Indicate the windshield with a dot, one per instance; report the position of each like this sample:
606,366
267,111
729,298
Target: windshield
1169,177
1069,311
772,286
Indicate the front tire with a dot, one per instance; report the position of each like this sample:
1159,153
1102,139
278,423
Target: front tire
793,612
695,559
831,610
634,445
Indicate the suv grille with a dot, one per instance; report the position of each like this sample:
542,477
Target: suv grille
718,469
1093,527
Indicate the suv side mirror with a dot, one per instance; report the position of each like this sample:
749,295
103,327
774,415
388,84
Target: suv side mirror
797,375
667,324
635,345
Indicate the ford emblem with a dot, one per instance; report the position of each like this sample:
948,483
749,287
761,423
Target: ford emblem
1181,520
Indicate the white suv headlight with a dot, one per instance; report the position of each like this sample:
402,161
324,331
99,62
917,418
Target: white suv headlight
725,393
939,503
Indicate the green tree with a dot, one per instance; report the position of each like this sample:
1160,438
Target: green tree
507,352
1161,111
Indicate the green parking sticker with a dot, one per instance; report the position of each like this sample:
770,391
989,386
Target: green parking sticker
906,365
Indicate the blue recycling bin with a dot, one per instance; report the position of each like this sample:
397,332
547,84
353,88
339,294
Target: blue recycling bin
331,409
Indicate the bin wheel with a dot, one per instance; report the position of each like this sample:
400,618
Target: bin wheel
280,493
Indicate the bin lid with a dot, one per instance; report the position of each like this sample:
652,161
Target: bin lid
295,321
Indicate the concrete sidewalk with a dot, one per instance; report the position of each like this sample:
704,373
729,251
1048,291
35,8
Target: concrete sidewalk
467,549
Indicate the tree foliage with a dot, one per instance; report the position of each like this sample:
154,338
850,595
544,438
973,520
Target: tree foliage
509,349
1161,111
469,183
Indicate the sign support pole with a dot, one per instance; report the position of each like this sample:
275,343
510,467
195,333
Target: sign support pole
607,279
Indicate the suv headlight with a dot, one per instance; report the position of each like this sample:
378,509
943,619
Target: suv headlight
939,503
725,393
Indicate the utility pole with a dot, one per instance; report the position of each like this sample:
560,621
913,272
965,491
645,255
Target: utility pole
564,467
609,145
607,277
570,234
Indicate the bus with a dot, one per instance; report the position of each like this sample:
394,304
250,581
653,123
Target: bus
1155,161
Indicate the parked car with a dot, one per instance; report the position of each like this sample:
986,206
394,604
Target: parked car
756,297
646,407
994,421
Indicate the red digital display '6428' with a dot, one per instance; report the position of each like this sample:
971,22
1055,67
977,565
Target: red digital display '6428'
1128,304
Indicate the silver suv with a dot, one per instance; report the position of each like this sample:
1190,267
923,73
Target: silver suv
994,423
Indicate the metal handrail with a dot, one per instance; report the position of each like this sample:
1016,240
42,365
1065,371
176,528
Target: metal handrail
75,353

▬▬▬▬▬▬

--- JOB ---
Convert every line of the records above into a Markdown table with two columns, Row and Line, where Row numbers each line in order. Leave out any blank lines.

--- PROBLEM SOLUTION ---
| Row | Line |
|---|---|
| 1 | Indicate the windshield with a dot, one per instance; report the position of each like this sample: |
| 2 | 606,366 |
| 3 | 267,111 |
| 4 | 729,298 |
| 5 | Target: windshield |
| 6 | 1169,177 |
| 7 | 1069,311 |
| 8 | 772,286 |
| 9 | Indicate the front tire with a dot, one per instance; report the position of each like this sample: |
| 10 | 1159,153 |
| 11 | 1102,139 |
| 12 | 278,423 |
| 13 | Target: front tire |
| 14 | 793,612 |
| 15 | 695,559 |
| 16 | 831,610 |
| 17 | 634,445 |
| 18 | Indicate the suv grille with a dot, one per instance; report the position of each like this sample: |
| 19 | 542,477 |
| 20 | Target: suv grille |
| 21 | 718,469 |
| 22 | 1093,527 |
| 23 | Indicate the suv side mirror with a dot, one per instance; report the position of each like this sample: |
| 24 | 749,295 |
| 25 | 103,327 |
| 26 | 774,415 |
| 27 | 388,84 |
| 28 | Target: suv side mirror |
| 29 | 797,375 |
| 30 | 667,324 |
| 31 | 635,345 |
| 32 | Indicate the ford emblem with a dot, one per instance; report the position of each like this sample: |
| 33 | 948,483 |
| 34 | 749,287 |
| 35 | 761,423 |
| 36 | Target: ford emblem |
| 37 | 1181,520 |
| 38 | Indicate the white suv headlight with a dot, one per instance; report the position of each like this sample: |
| 39 | 402,161 |
| 40 | 324,331 |
| 41 | 99,62 |
| 42 | 917,418 |
| 43 | Target: white suv headlight |
| 44 | 725,393 |
| 45 | 939,503 |
| 46 | Indicate the green tree with a dot, one per instance; report the position of each like this sample: |
| 47 | 1160,438 |
| 48 | Target: green tree |
| 49 | 507,352 |
| 50 | 1161,111 |
| 51 | Indicate the green parking sticker with a dot, one per instance; report the position of each like this sample: |
| 52 | 770,391 |
| 53 | 989,386 |
| 54 | Target: green parking sticker |
| 55 | 906,365 |
| 56 | Indicate the blue recycling bin with a dot, one per instance; report the position of each like this sample: |
| 57 | 397,332 |
| 58 | 547,84 |
| 59 | 353,88 |
| 60 | 339,294 |
| 61 | Target: blue recycling bin |
| 62 | 331,409 |
| 63 | Indicate the bin wheel with a dot, one per instance; report the position of each like this sample: |
| 64 | 400,618 |
| 65 | Target: bin wheel |
| 66 | 280,493 |
| 67 | Indicate the bin lid with a dot, one per instance; report the position of each like this sample: |
| 68 | 652,161 |
| 69 | Target: bin lid |
| 70 | 295,321 |
| 71 | Indicate the concrete sidewalk with a dot, one per instance; report the position of each like this sample: |
| 72 | 704,373 |
| 73 | 729,251 |
| 74 | 1048,291 |
| 75 | 35,8 |
| 76 | Target: concrete sidewalk |
| 77 | 467,549 |
| 78 | Indicate the tree foliage with a dot, one per instance; report the position of each like this sample: |
| 79 | 154,338 |
| 80 | 850,595 |
| 81 | 544,438 |
| 82 | 973,520 |
| 83 | Target: tree foliage |
| 84 | 509,349 |
| 85 | 1161,111 |
| 86 | 469,183 |
| 87 | Indicate the sign support pole with a dot, one per instance; report the position of each like this sample: |
| 88 | 275,343 |
| 89 | 510,467 |
| 90 | 195,333 |
| 91 | Target: sign support pole |
| 92 | 607,279 |
| 93 | Indicate the suv headlight with a dot, one per instance; report the position of each like this sample: |
| 94 | 378,509 |
| 95 | 943,619 |
| 96 | Target: suv headlight |
| 97 | 939,503 |
| 98 | 725,393 |
| 99 | Indicate the utility pole with a dot, one per instance; report the position of each like this sample: |
| 100 | 560,621 |
| 101 | 913,272 |
| 102 | 965,491 |
| 103 | 645,255 |
| 104 | Target: utility pole |
| 105 | 564,467 |
| 106 | 609,145 |
| 107 | 607,277 |
| 108 | 570,234 |
| 109 | Indicate the bus with a dot, one per instance; report the position of each like this sample: |
| 110 | 394,304 |
| 111 | 250,581 |
| 112 | 653,123 |
| 113 | Target: bus |
| 114 | 1155,161 |
| 115 | Indicate the parked car with a dot, one per instance; report the position of each like this sample: |
| 116 | 986,206 |
| 117 | 394,604 |
| 118 | Target: parked car |
| 119 | 756,297 |
| 120 | 646,407 |
| 121 | 994,421 |
| 122 | Indicate the red digital display '6428' with a dot, one per instance; report the position of each like this sample: |
| 123 | 971,22 |
| 124 | 1055,67 |
| 125 | 977,565 |
| 126 | Target: red digital display '6428' |
| 127 | 1128,304 |
| 128 | Indicate the silver suv with a dot, one per instance; report the position of each like this sample: |
| 129 | 1190,267 |
| 130 | 923,73 |
| 131 | Target: silver suv |
| 132 | 994,423 |
| 133 | Indicate the metal handrail with a dot, one per instance; report the position of each like this sample: |
| 134 | 1016,240 |
| 135 | 42,365 |
| 136 | 1065,371 |
| 137 | 176,528 |
| 138 | Target: metal handrail |
| 139 | 75,353 |